Selected text:
Talos Linux provides native support for Google Cloud Platform (GCP) with automatic metadata discovery and platform-specific optimizations.
Overview
The GCP platform integration includes:
- Automatic network configuration via metadata service
- GCE-specific kernel parameters and console configuration
- Google Cloud DNS and NTP server configuration
- Instance metadata (region, zone, machine type, preemptible detection)

Source data:
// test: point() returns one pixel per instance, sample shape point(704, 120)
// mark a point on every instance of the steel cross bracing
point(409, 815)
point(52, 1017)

...

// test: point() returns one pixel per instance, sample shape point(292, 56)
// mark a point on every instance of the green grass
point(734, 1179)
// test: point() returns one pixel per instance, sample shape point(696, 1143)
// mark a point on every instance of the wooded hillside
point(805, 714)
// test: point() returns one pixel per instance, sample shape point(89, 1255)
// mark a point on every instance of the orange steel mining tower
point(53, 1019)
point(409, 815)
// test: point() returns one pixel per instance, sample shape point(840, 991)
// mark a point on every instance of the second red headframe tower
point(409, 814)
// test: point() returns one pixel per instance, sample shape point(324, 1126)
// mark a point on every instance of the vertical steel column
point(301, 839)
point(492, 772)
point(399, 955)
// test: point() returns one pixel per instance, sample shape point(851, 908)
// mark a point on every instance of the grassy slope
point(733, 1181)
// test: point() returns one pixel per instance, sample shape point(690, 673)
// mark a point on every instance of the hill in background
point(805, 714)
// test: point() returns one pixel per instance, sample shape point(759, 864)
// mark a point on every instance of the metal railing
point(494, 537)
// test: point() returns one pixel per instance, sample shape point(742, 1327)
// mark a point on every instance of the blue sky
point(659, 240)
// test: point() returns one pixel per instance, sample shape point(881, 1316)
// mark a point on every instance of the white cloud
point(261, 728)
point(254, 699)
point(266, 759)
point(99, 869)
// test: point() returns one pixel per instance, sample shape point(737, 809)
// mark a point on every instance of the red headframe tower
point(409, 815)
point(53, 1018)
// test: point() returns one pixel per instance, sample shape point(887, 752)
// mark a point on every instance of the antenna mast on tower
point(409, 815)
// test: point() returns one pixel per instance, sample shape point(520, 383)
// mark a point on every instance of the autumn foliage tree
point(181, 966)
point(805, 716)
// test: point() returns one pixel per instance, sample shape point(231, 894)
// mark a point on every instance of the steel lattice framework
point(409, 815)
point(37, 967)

* * *

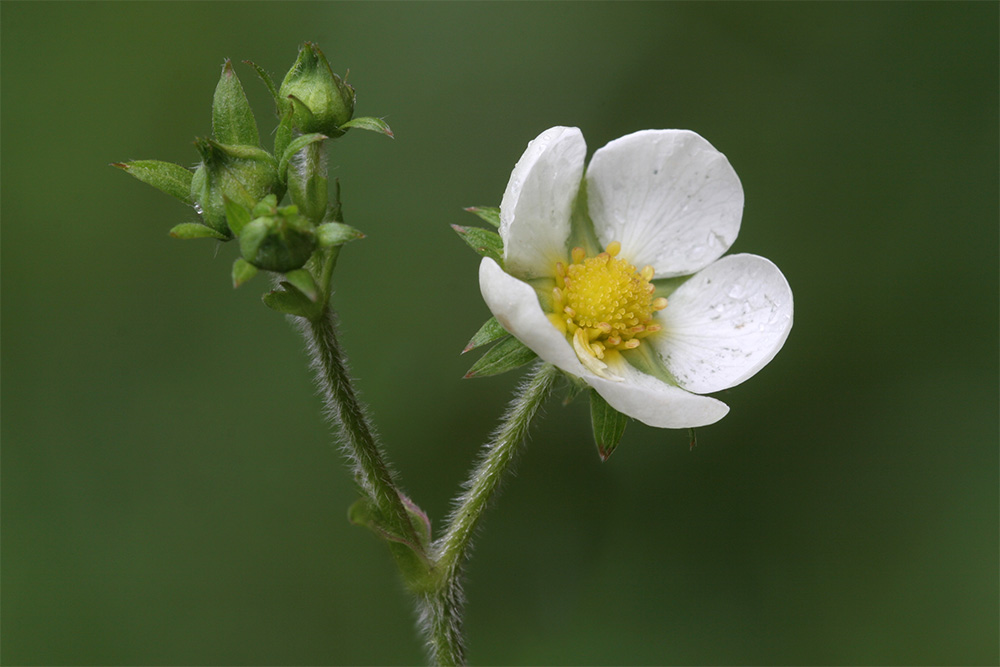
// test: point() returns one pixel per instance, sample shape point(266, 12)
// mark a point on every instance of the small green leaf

Exercise requirements:
#1 Translate this sentence from the Talos Linux GCP page into Spanish: "Talos Linux provides native support for Google Cloud Platform (GCP) with automatic metadata discovery and platform-specific optimizations."
#2 In the listing, switch "blue sky" to "clear sky" in the lines between the one holding "shape point(742, 1327)" and the one holding "point(53, 1018)", inclusive, and give only those lines.
The Talos Linux GCP page and the listing come from separate sources.

The replies:
#1 Talos Linux ofrece compatibilidad nativa con Google Cloud Platform (GCP), con detección automática de metadatos y optimizaciones específicas de la plataforma.

#2
// test: point() returns one pixel per instance, sample shape point(742, 1327)
// mark a point on every instance of the clear sky
point(659, 240)
// test: point() returns one pixel per instance, sample shape point(881, 1316)
// mark a point on every instance of the white cloud
point(261, 728)
point(254, 699)
point(266, 759)
point(99, 869)
// test: point() returns one pixel per instance, sample shape point(737, 809)
// mark a point on every instance of the red headframe tower
point(409, 815)
point(53, 1018)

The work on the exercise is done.